Ms. Tippett: I am. Well, um, so, you know, so, I don't want to — I don't want to force a connection here, but let me ask you this way. As you study this, especially this implication of symmetry and how that figures into the human response to beauty, did that give you insight into your — into this passion you have for art?

Dr. Livio: I must say it didn't.

Ms. Tippett: No?

Dr. Livio: Yeah, no. I honestly don't have a very good explanation for my passion for art. Yeah, you know, my family was vaguely connected to art. I personally, I have no talents, really, in that area. And maybe it simply came out of admiration of what other people can do of which I cannot do at all. But, yeah. I mean, I did develop relatively early on a passion for art and that ran kind of parallel to my passion for science. I do try to combine the two, you know, when I write and so on, so forth.

Ms. Tippett: Right.

Dr. Livio: And, of course, these things sort of come to my mind effortlessly. I mean, you know, I talk about science and some of the metaphors that I use will come from art and so on. But I do not feel that my passion for art was inspired by my love for science.

(Sound bite of music)

Ms. Tippett: So Einstein would sometimes talk about this core sense of wonder that was there that was animating for him as a scientist, and he would talk about how he had that in common with the arts and religious people. I mean, so do you sense some impulses that are in you that animate these two passions?

Dr. Livio: There is no question but, you know, these are subtle. And they may be very deep but they are nevertheless subtle connections. Nevertheless, I mean, I think it would be false to say that science and art have, in a substantial way, influenced each other, or that science and religion have in a substantial way influenced each other.

Ms. Tippett: Right.

Dr. Livio: So I don't think that has happened. But they all stem from this sense of wonder.

Ms. Tippett: Right. And, see, that's more interesting to me than trying to force that relationship, but I think that particularly happens in American culture, that when we talk about science and religion, you know, not to mention art in the same breath, we try to come up with something more linear. I mean, I'm curious …

Dr. Livio: I completely agree with you on this.

Ms. Tippett: Mm-hmm.

__Required tasks__:
**a.** Quote the interview excerpt from "(Sound bite of" up to and including "these two passions?".
**b.** In the interview excerpt, what does Dr. Livio say science, art and religion all stem from?

__Information supplied__:
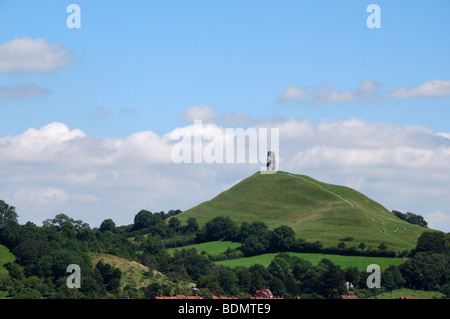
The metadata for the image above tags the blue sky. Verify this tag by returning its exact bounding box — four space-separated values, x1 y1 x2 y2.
0 0 450 137
0 0 450 230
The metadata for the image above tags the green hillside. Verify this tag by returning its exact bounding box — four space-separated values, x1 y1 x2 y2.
177 172 426 251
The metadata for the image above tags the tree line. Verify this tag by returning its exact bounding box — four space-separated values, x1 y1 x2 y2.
0 201 450 299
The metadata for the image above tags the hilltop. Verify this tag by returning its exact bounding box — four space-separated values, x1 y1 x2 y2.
177 171 428 251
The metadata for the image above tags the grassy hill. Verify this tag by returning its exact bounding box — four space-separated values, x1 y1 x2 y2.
177 171 427 251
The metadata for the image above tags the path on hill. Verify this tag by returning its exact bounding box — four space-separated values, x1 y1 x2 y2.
289 173 355 208
289 173 414 248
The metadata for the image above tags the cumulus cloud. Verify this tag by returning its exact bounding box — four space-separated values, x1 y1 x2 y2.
177 104 263 126
0 119 450 231
386 80 450 98
278 79 381 104
0 37 74 73
278 79 450 104
0 83 52 99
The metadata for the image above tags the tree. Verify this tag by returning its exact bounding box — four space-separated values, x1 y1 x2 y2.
217 267 239 296
140 236 164 255
133 209 152 230
241 232 270 256
267 256 290 279
169 217 181 232
99 219 116 232
197 216 238 241
415 231 450 254
184 217 198 233
95 260 122 291
0 200 18 230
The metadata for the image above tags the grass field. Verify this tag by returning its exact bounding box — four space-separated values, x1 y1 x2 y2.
173 171 428 251
167 241 404 271
89 253 190 290
216 252 404 271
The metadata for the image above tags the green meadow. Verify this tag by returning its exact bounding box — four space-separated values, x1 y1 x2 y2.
167 241 404 271
173 171 429 251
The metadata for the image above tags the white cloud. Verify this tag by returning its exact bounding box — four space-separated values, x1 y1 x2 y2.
0 119 450 231
423 212 450 230
386 79 450 98
0 83 51 99
278 79 450 104
178 105 255 126
178 105 216 122
278 79 381 104
0 37 74 73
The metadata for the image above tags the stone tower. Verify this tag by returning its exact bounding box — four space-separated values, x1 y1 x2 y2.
267 151 277 171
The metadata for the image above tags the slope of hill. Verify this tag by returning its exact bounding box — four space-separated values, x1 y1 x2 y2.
177 171 427 251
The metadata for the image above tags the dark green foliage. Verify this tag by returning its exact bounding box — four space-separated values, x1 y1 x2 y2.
100 219 116 232
197 216 238 242
415 231 450 254
392 210 428 227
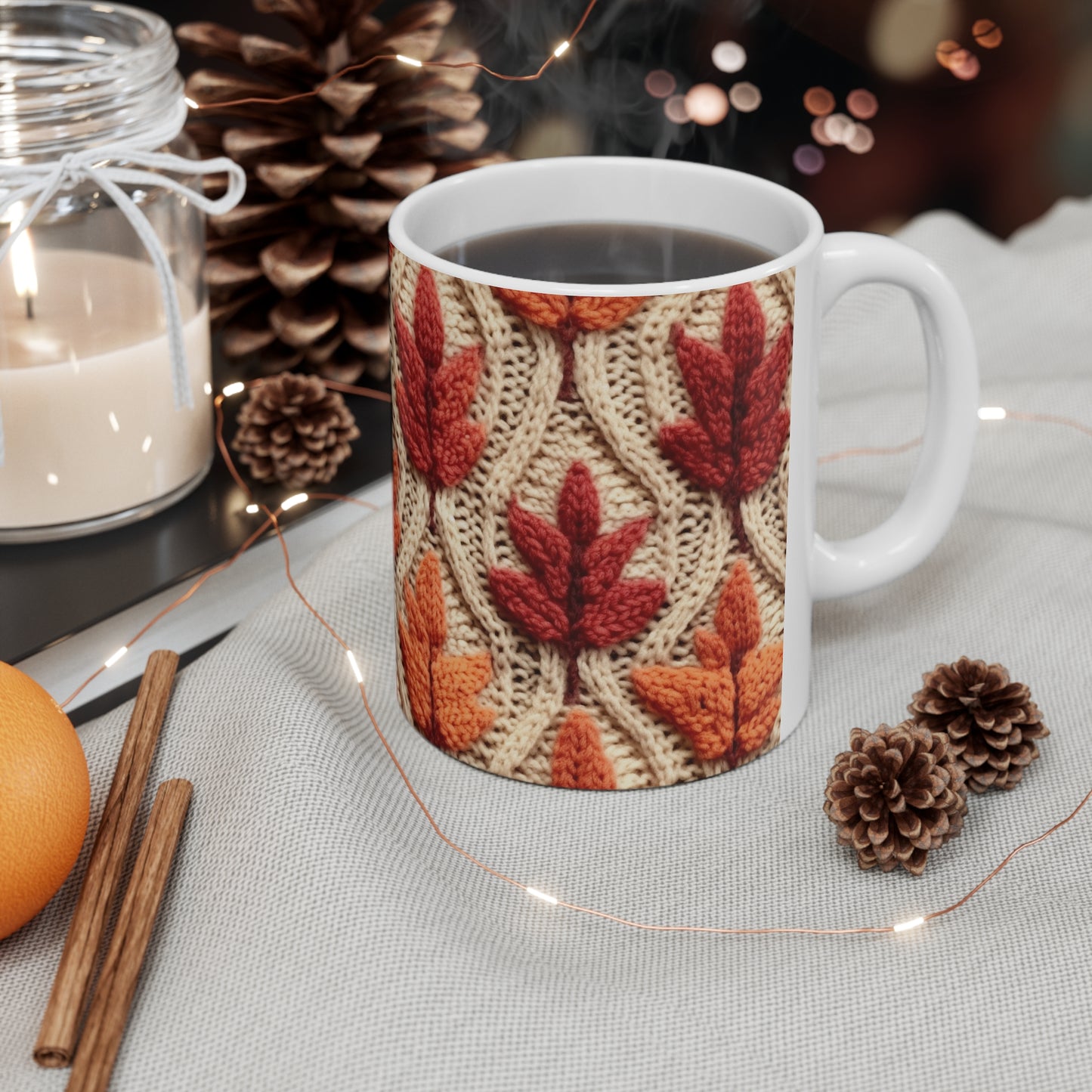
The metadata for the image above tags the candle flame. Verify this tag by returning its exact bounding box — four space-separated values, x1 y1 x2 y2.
8 201 39 300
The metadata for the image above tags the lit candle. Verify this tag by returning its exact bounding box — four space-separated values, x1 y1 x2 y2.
0 249 212 536
8 201 39 319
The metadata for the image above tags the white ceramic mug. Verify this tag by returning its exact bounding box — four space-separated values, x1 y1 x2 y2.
390 157 977 788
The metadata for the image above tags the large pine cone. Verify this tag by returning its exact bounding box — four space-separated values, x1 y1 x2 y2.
177 0 505 382
231 373 360 489
824 721 967 876
908 656 1050 793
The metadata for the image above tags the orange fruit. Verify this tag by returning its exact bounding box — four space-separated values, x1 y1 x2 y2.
0 663 91 938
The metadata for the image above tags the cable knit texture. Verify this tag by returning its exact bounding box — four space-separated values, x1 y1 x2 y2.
391 251 794 788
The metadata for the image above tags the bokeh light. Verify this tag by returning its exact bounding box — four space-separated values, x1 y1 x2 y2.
845 88 880 121
936 39 964 68
812 118 834 147
713 42 747 72
729 79 763 113
845 121 876 155
971 19 1004 49
682 83 729 125
793 144 827 175
824 113 857 144
948 49 982 79
645 69 675 98
866 0 961 79
664 95 690 125
804 88 834 118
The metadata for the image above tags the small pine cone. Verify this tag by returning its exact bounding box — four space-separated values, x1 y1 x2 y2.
824 721 967 876
231 373 360 489
908 656 1050 793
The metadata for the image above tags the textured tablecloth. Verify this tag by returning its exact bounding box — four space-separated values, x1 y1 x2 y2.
0 202 1092 1092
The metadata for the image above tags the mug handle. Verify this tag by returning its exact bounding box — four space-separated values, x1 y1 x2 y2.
812 231 979 599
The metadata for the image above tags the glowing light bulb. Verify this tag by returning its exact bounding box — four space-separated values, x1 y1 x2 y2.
891 917 925 933
103 645 129 667
345 648 363 682
523 888 557 906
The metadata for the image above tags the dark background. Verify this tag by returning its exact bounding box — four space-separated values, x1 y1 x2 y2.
156 0 1092 236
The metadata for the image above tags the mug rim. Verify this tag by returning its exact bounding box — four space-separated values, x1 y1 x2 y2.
388 155 824 296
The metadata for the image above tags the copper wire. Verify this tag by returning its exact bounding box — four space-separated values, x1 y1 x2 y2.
62 386 1092 937
191 0 599 110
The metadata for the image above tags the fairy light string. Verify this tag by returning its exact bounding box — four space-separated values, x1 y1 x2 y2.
186 0 599 110
51 379 1092 937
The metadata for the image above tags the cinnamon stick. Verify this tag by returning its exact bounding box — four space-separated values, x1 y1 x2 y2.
34 650 178 1069
68 780 193 1092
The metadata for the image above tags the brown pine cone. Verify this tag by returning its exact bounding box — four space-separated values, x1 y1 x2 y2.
908 656 1050 793
177 0 506 383
231 373 360 489
824 721 967 876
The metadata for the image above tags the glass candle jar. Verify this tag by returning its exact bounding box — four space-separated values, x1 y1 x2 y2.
0 0 230 542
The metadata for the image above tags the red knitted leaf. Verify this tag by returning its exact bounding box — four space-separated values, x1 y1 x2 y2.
432 345 481 428
489 462 667 704
508 497 571 603
580 518 652 599
550 709 618 788
660 284 793 513
413 267 444 373
672 322 735 447
394 268 486 497
557 463 599 546
660 418 733 491
580 580 667 648
489 567 569 641
721 284 766 375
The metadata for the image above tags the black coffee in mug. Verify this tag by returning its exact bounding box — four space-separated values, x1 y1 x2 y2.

__Solved tasks__:
**a.**
(Sound bite of music)

Ms. Tippett: So Einstein would sometimes talk about this core sense of wonder that was there that was animating for him as a scientist, and he would talk about how he had that in common with the arts and religious people. I mean, so do you sense some impulses that are in you that animate these two passions?

**b.** A sense of wonder.